* [EXCERPTED PASSAGE]
++++

Our Team
CO -FOUNDERS & MANAGEMENT
SHARON COLPMAN
CO - FOUNDER
Sharon Colpman has been writing plays for 20 years, starting out in community theatre writing bespoke, ‘big cast’ plays for a theatre troupe. She was a founding member of two theatre groups; one in Andover and one in Salisbury, one for community theatre and one for the promotion of female creatives.
In 2012 she was accepted onto the emerging writers’ workshop for Out of Joint Theatre, the Royal Court and Salisbury Playhouse. Having had nine community productions her first professional piece was in 2013 at the Salisbury Playhouse, a short play as part of “How I got here”, for local writers.
After recovering from cancer, Sharon moved to Cheshire and wrote a community theatre piece with Stephanie Louise, devised by women recovering from breast cancer. It was performed at Manchester central as part of an awareness-raising event.
At this time, she also founded Make it Write, as she was experiencing difficulties in the leap from amateur to professional acceptance of her plays. She realised that other writers were going through the same struggle and felt a producing support group for developing artists was required.
Her first full length, professional play, Start Square, about loneliness and domestic abuse in an elderly relationship, was performed in 2019 and 2020 at Hope Street Theatre, Liverpool and the Gladstone Theatre, Port Sunlight.
“There are no arts people in the sprawling herd that is my family. At 9 years of age, when I announced my desire to play the trumpet, I was roundly dismissed with an exasperated sigh and directed to chop the firewood. I can still use an axe, my whole family can, but they don’t write. Not with pen or pencil. No writers in the herd. No trumpeters either.

++++

Retype the passage from the Sharon Colpman profile that begins with the words "Her first full" and ends with "No trumpeters either.". Rely only on the text about Sharon Colpman for this.

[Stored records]

++++

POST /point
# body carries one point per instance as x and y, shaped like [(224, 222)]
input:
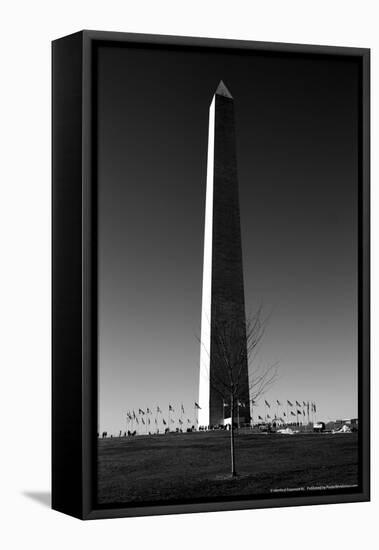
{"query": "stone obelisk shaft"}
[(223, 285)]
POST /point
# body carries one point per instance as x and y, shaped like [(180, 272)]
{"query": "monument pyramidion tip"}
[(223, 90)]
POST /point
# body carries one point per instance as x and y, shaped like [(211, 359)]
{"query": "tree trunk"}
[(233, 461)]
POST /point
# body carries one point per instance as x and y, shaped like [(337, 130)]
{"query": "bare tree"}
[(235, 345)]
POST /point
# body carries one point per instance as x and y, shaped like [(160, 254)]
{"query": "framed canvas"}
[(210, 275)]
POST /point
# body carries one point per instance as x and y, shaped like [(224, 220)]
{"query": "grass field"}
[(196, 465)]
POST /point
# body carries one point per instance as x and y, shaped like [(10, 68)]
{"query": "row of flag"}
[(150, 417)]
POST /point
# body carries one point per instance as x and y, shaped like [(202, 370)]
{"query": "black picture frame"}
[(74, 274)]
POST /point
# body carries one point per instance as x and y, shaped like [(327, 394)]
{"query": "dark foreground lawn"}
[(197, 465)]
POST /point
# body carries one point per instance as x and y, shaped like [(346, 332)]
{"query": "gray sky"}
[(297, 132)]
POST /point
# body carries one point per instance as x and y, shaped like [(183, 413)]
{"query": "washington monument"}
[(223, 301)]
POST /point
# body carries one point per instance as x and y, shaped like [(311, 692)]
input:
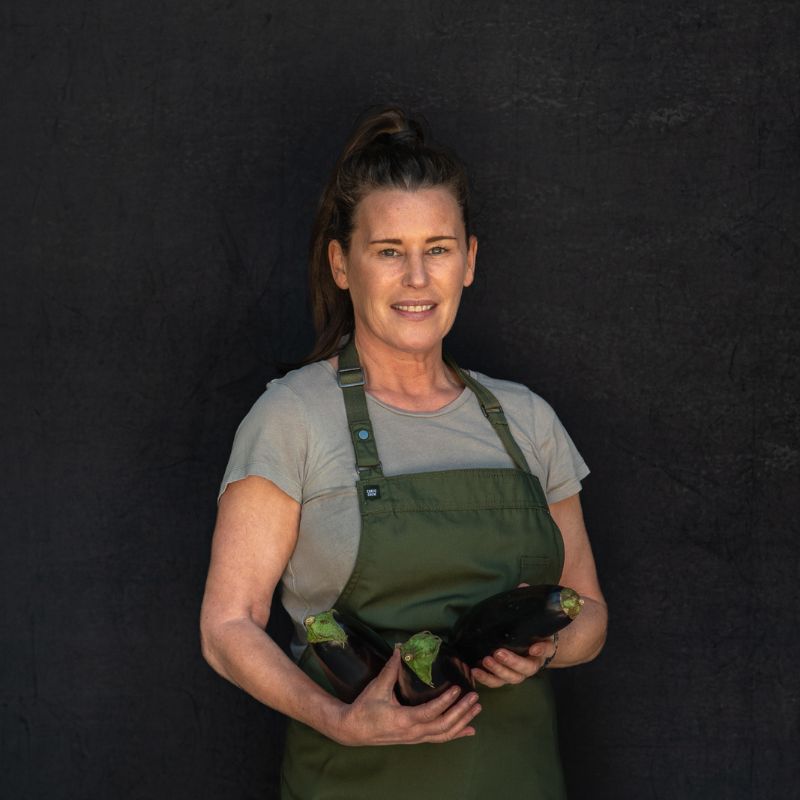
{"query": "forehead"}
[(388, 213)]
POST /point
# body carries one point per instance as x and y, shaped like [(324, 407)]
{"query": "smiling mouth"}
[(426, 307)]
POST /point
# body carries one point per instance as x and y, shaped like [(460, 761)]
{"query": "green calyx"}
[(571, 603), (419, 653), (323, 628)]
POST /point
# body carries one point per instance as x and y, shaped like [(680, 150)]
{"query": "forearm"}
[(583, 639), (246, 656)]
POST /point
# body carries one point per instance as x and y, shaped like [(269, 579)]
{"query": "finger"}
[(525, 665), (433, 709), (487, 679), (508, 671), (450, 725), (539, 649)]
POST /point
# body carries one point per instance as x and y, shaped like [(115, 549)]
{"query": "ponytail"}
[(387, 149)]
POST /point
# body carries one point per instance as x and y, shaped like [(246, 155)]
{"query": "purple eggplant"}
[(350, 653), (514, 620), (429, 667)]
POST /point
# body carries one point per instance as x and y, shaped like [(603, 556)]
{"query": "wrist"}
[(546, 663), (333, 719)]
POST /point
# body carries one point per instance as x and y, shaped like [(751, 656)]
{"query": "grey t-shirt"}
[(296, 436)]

++++

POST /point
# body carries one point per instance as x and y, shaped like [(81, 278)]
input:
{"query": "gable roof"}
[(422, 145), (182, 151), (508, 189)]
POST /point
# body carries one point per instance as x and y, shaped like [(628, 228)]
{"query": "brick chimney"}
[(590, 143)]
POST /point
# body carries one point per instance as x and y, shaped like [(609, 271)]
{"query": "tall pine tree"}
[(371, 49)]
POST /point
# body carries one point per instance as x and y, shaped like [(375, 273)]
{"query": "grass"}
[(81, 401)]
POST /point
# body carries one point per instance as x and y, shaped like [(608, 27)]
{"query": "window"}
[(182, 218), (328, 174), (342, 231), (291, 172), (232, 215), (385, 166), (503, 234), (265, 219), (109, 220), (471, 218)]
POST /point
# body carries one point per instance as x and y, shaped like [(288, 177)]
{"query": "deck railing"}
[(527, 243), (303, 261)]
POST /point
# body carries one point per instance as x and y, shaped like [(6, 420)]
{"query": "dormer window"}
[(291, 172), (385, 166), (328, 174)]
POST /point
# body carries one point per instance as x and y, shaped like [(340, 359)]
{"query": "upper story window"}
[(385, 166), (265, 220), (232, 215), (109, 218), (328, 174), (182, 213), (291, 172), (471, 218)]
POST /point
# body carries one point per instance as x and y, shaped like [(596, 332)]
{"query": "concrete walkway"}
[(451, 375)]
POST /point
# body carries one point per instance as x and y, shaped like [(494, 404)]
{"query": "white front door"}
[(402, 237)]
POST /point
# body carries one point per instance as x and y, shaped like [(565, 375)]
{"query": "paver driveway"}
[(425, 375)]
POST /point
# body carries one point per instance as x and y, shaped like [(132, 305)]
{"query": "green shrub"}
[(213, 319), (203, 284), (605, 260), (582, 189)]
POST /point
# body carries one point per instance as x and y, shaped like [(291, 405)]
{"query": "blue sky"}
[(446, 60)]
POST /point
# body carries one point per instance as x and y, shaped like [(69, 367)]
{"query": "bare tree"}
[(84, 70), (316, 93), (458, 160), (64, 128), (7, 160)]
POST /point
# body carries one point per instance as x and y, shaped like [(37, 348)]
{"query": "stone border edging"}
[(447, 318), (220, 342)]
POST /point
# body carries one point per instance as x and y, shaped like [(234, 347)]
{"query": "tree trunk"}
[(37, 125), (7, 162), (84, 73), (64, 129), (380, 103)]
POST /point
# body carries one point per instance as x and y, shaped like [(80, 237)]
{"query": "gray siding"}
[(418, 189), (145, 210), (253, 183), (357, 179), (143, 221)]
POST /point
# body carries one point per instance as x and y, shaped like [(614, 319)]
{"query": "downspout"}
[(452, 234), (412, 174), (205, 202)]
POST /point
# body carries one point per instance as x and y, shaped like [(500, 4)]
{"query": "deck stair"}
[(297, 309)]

++++

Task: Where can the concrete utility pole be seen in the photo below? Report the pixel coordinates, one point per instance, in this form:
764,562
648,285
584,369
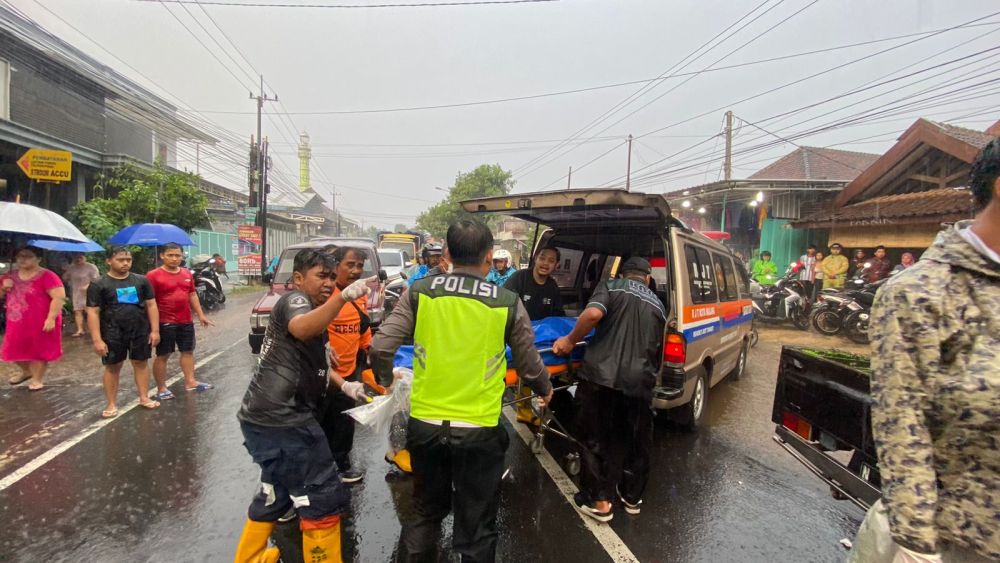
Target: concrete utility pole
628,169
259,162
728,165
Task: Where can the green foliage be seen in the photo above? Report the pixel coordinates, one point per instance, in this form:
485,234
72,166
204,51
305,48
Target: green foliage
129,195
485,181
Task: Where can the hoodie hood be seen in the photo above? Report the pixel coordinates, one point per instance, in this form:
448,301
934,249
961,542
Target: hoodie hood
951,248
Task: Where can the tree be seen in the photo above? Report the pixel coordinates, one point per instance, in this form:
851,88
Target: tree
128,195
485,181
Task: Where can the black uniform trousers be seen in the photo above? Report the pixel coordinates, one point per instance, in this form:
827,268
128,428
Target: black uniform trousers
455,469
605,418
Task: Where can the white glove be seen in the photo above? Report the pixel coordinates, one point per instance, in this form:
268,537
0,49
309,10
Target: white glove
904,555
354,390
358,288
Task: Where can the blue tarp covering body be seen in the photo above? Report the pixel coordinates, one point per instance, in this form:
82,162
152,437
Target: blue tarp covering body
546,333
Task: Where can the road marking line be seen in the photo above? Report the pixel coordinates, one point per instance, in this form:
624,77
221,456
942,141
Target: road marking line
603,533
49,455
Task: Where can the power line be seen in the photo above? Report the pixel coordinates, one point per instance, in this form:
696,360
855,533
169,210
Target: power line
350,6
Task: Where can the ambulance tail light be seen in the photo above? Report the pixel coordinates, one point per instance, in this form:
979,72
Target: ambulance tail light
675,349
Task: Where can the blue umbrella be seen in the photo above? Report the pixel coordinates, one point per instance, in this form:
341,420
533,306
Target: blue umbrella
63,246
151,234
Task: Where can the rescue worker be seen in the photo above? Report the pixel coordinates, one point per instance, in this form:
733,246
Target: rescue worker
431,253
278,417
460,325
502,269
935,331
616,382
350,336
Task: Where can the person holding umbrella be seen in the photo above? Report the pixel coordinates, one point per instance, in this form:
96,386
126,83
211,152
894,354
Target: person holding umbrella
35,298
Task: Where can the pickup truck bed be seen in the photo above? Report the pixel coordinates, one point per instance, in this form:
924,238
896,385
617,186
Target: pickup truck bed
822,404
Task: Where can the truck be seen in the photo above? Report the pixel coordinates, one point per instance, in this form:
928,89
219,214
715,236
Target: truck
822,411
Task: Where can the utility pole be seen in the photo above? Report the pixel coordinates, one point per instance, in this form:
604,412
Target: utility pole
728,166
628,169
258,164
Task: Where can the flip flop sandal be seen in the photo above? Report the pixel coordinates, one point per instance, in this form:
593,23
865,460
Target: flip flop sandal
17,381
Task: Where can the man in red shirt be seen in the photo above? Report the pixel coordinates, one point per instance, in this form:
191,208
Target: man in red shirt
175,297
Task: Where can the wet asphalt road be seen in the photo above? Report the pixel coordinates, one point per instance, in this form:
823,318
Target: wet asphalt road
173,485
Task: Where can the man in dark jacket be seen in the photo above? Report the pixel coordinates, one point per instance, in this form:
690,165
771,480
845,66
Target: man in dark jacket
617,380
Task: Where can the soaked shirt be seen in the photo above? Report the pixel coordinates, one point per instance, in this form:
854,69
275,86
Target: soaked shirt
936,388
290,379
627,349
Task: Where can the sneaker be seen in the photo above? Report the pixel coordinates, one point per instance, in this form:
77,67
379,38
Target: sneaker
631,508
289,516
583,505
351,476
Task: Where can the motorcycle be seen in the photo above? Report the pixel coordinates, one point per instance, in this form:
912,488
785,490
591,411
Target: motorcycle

++++

* [EXPECTED ANSWER]
Her first full length, professional play, Start Square, about loneliness and domestic abuse in an elderly relationship, was performed in 2019 and 2020 at Hope Street Theatre, Liverpool and the Gladstone Theatre, Port Sunlight.
“There are no arts people in the sprawling herd that is my family. At 9 years of age, when I announced my desire to play the trumpet, I was roundly dismissed with an exasperated sigh and directed to chop the firewood. I can still use an axe, my whole family can, but they don’t write. Not with pen or pencil. No writers in the herd. No trumpeters either.